(Work to complete)
1. List every area of the body that the post on winter foods and food combining names as a place where foods are broken down.
2. Pick up the post on winter foods and food combining after its last sentence and continue it.

(Extract to read)
■ ■ ■ ■

Winter is a season of recovery and preparation
– Paul Theroux
As a follow up on my previous post and perhaps as a nuisance with my timing 😉 I have the compelling need to share with you some recommended seasonal foods for this winter (before dreading going on the scales in January) as well as the importance of food combinations.
December, January and February:
Apple, Banana, Beetroot, Beef, Brussels sprouts, Cabbage, Celeriac, Celery, Chestnut, Clementine, Chicken, Date, Goose, Grapefruit, Artichoke, Kale, Lamb, Leek, Lemon, Mussels, Onion, Orange, Oyster, Pak Choi, Parsnip, Pear, Pomegranate, Radicchio, Rhubarb, Salsify, Swede, Sweet Potato, Turnip, Venison and Whiting
If you don’t know the benefits of a seasonal diet please refer to my previous post ‘Seasonal Foods– Autumn’
The basic concept behind food combining is that one should eat foods which have roughly the same digestion time. Since different categories of foods are digested at varying rates, by using different enzymes and are broken down in a number of different areas, including the mouth, stomach, duodenum and jejunum.
By following this diet, one could potentially avoid gas, flatulence, heartburn, and upset stomach and perhaps in the long term symptoms of IBS, ulcers, arthritis, hypoglycemia, eczema, colon cancer and more. David R. Jacobs of the University of Minnesota calls it food synergy “The complexity of food combinations is fascinating because it’s tested in a way we can’t test drugs: by evolution”
This is not a new concept. As far back as the 12th century AD, the following advice was given to the founding Emperor of the Ming Dynasty in China:”Food and drink are relied upon to nurture life. But if one does not know that the nature of substances may be opposed to each other, and one consumes them altogether indiscriminately, the vital organs will be thrown out of harmony and disastrous consequences will soon arise. Therefore, those who wish to nurture their lives must carefully avoid doing such damage to themselves”.
But the Food combining nutritional approach was first developed and popularised by the New York physician William Howard Hay in the 1920s. It then took a life of its own, I have personally tested and retested the concept on myself and then advised loved ones and friends to try it ! I have found that it does improve energy levels and sleeping patterns as well as healthy weight loss , better skin, better absorption of nutrients, reduction of bloating and gas and more regular elimination.
But the scientific evidence behind this diet is controversial in some way . A study for example have shown that there was no difference in weight loss between a Low calorie diet and a Food combining diet except for a slightly better blood pressure and a loss of more fat in the group receiving the Food combining diet. Furthermore, some nutritionists claim this is nonsense, and that the human body is designed to digest lots of different foods at once.

■ ■ ■ ■

(Entries shown)
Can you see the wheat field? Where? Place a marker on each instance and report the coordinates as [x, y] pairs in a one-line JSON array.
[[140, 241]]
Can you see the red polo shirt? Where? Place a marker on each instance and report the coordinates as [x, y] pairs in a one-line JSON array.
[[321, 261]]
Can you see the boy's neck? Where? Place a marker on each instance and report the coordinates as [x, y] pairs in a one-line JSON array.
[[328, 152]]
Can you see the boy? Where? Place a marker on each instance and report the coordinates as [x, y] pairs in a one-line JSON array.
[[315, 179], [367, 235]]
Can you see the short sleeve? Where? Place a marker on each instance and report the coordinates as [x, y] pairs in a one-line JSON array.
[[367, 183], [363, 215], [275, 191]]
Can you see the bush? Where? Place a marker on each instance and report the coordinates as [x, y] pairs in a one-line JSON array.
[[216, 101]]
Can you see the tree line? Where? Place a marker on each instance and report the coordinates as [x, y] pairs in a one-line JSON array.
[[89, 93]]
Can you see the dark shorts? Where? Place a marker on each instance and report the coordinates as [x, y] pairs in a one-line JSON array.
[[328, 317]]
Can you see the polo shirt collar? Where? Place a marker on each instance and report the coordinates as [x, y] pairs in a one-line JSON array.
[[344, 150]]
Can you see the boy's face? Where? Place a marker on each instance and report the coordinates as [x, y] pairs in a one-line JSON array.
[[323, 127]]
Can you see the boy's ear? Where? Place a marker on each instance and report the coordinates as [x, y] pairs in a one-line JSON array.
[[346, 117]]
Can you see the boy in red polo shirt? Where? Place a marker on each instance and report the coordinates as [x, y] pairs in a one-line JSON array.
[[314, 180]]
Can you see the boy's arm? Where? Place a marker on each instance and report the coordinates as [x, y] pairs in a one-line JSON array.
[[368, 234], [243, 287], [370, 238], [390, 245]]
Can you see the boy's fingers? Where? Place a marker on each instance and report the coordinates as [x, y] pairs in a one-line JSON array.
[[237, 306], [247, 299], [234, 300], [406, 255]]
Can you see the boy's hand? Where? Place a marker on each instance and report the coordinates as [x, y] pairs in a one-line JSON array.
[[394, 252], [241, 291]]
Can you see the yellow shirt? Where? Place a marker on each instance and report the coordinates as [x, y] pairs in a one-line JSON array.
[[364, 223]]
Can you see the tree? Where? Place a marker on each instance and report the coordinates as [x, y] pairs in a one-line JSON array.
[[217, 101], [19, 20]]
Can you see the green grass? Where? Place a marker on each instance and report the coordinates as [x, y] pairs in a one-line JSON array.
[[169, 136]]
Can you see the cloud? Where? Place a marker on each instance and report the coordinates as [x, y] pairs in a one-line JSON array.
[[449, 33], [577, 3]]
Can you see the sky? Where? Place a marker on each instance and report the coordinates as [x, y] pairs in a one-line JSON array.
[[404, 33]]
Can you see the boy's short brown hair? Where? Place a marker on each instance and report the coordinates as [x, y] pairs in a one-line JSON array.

■ ■ ■ ■

(Answers for each item)
1. mouth, stomach, duodenum, jejunum

2.
While others claim that throughout human history, the likelihood was Man mostly ate one food at any one time and only recently did we get into making meals with mixed food types as we now know them. Either way if you are healthy and have no known chronic disease why not try and see for yourself ! if not , please consult your GP.
There are three primary categories of food: proteins, carbohydrates and fats.
Proteins begin their digestion chemically in the stomach. Carbohydrates on the other hand, are divided into two categories: fruits and starches. While fruits pass through your digestive system with ease, starches require three levels of breakdown; the very first stage is in your mouth. That’s why it’s crucial to carefully chew starchy foods.
The Basic rules of food combination:
1-No proteins and starches at the same meal
Protein and carbohydrate are digested differently. The body requires an acid base to digest proteins and an alkaline base to digest starches. Proteins and starches combine well with green, leafy vegetables and non-starchy vegetables, but they do not combine well with each other. This means, no bun with your hamburger, no meatballs with your pasta and no potatoes with your chicken!
2- No fruits and vegetables at the same meal.
Generally fruits should be eaten alone or with other fruits. Fruits pass through the body so quickly that by the time they reach the stomach, they are already partially digested. If they are combined with other food types, they get trapped in the stomach and start to rot and ferment. This is also why it’s crucial not to eat dessert after a meal.
3- Always eat melons on their own.
Melons digest faster than any other food types. Therefore, you should never eat melons with any meal including other fruits or your stomach will moan.
4-Fats and oils combine with everything (except fruits).
But should be used in limited amounts because while they won’t inhibit digestion, they will slow it down.
5- Time Lengths.
Wait the following lengths of time between incompatible meals :
a. Two hours after eating fruits.
b. Three hours after eating starches.
c. Four hours after eating proteins.
Happy Winter and Happy Holidays!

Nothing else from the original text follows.